[Point placement records]
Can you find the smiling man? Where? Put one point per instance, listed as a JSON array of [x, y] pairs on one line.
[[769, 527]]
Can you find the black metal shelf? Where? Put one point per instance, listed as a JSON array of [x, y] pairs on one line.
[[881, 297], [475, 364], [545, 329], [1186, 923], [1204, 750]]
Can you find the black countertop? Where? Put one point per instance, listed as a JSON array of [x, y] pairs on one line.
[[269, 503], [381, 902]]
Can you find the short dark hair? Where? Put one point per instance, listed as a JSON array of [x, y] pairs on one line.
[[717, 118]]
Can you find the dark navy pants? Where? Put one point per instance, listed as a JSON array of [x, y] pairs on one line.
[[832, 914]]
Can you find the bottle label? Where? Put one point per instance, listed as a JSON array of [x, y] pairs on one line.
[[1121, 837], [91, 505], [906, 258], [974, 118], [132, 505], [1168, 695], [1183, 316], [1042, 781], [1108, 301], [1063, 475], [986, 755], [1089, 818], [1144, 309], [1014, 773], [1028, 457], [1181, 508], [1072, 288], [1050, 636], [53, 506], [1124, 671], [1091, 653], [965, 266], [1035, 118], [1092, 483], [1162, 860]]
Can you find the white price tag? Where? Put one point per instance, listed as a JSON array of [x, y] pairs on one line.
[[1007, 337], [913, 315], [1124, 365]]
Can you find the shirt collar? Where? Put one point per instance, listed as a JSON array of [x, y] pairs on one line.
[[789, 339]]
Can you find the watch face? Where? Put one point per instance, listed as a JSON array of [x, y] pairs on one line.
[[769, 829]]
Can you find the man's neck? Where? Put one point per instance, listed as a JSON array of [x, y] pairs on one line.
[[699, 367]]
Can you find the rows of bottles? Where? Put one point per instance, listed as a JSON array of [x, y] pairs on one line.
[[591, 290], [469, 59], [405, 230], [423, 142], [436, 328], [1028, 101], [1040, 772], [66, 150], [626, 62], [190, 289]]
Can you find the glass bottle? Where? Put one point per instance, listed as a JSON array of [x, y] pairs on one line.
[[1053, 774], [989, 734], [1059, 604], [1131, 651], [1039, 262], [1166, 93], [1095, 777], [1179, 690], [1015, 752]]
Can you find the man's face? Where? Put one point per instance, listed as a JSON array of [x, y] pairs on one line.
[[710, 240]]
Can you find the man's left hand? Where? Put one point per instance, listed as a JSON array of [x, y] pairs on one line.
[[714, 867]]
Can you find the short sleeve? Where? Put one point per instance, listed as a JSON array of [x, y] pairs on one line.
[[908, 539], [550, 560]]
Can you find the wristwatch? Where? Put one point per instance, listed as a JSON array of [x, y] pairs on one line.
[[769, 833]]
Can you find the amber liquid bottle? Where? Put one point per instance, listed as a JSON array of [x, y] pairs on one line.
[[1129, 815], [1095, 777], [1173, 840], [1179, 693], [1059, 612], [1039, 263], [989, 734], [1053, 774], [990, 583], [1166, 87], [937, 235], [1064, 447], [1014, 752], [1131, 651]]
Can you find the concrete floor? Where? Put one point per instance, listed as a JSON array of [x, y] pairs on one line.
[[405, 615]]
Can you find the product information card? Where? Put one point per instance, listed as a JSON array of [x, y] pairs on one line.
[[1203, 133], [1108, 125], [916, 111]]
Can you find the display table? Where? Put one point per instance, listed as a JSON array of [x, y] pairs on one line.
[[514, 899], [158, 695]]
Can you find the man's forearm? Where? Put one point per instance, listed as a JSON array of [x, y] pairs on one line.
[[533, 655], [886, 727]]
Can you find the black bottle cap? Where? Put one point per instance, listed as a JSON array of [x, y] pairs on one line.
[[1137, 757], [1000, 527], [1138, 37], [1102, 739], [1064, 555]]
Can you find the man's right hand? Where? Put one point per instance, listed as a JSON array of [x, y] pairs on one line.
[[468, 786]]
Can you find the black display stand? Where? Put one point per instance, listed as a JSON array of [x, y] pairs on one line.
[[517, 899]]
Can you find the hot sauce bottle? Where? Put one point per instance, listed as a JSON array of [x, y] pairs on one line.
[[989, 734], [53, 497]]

Exercise goal:
Give again only the lines starting at the one that contains "Can you find the black bottle" and running to the end of the data.

Exercise solution:
Can you find the black bottle cap? Where? Put one point per instance, listed as a JSON array of [x, y] pairs on one line.
[[1137, 757], [1000, 527], [1138, 37], [1102, 739], [1064, 555]]
Can you find the man's right hand? Where? Put one point per instance, listed as a JSON array of [x, y] pairs on one line.
[[468, 786]]
Can you find the black display stand? Where? Put one point per instance, listed as a JSON array of [x, y] pairs on one line.
[[517, 899]]
Can you find the hot sauce bottle? Where? Put one point per instance, listed as a JSON array of [x, y] pairs on one line.
[[989, 734], [53, 497]]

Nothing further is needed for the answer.